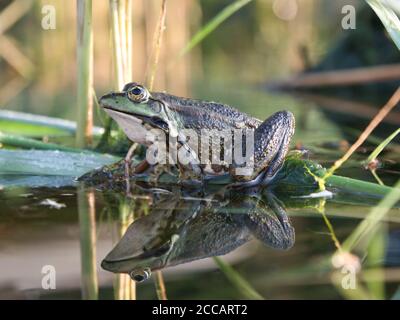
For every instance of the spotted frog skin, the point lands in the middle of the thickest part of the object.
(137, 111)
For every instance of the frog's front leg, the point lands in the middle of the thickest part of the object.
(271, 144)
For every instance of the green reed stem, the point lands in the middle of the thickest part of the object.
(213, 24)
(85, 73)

--

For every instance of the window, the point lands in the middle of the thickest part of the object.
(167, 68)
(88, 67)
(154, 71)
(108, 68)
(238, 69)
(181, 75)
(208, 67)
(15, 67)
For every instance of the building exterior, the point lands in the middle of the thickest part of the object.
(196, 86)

--

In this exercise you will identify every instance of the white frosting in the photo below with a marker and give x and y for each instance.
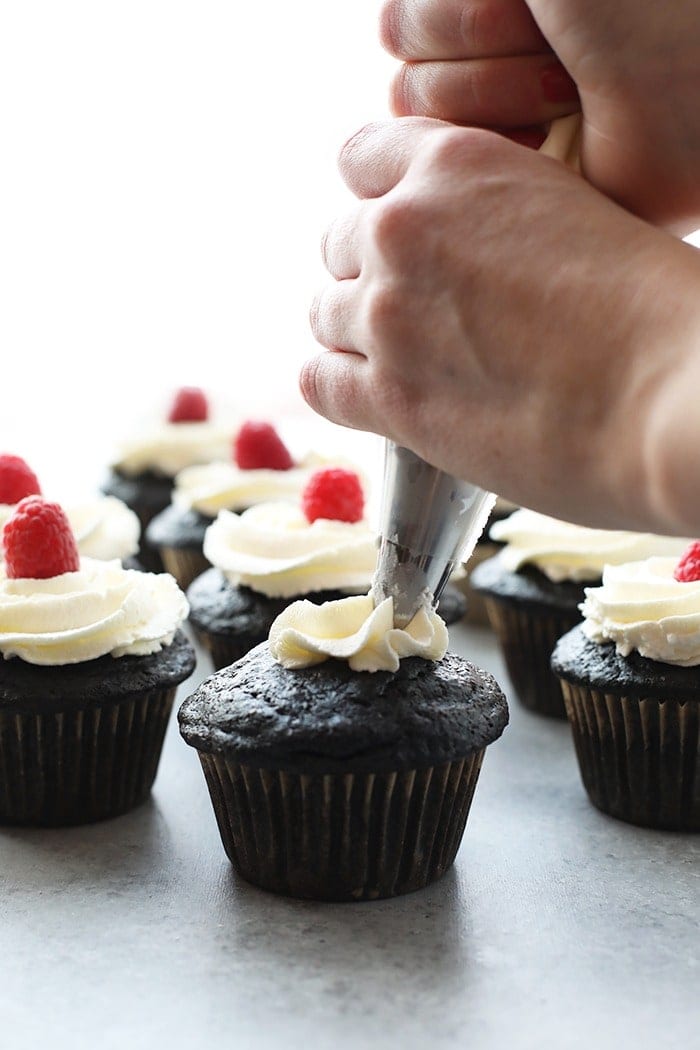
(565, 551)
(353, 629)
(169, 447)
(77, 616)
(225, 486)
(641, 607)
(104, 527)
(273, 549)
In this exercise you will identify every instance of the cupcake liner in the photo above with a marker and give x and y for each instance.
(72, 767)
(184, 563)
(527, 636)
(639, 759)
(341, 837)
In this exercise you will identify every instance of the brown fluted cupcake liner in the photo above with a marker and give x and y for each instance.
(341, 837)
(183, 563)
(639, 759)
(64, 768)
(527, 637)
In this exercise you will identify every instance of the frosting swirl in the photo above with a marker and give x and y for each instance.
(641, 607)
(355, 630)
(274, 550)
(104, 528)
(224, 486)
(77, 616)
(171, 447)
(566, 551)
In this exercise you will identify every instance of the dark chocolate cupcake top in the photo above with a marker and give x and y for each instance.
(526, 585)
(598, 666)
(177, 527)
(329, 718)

- [What is needed] Filter the data above and reproduce, unchanged, each line that contains the string "frosting".

- [Task answer]
In this exercise you will identify every instance of the white frosting in the photo below with a marker and give x and y for each instance.
In this exercise you will identify every instance of the frosting swirl in the photo above with a marker and give x and y for each instance.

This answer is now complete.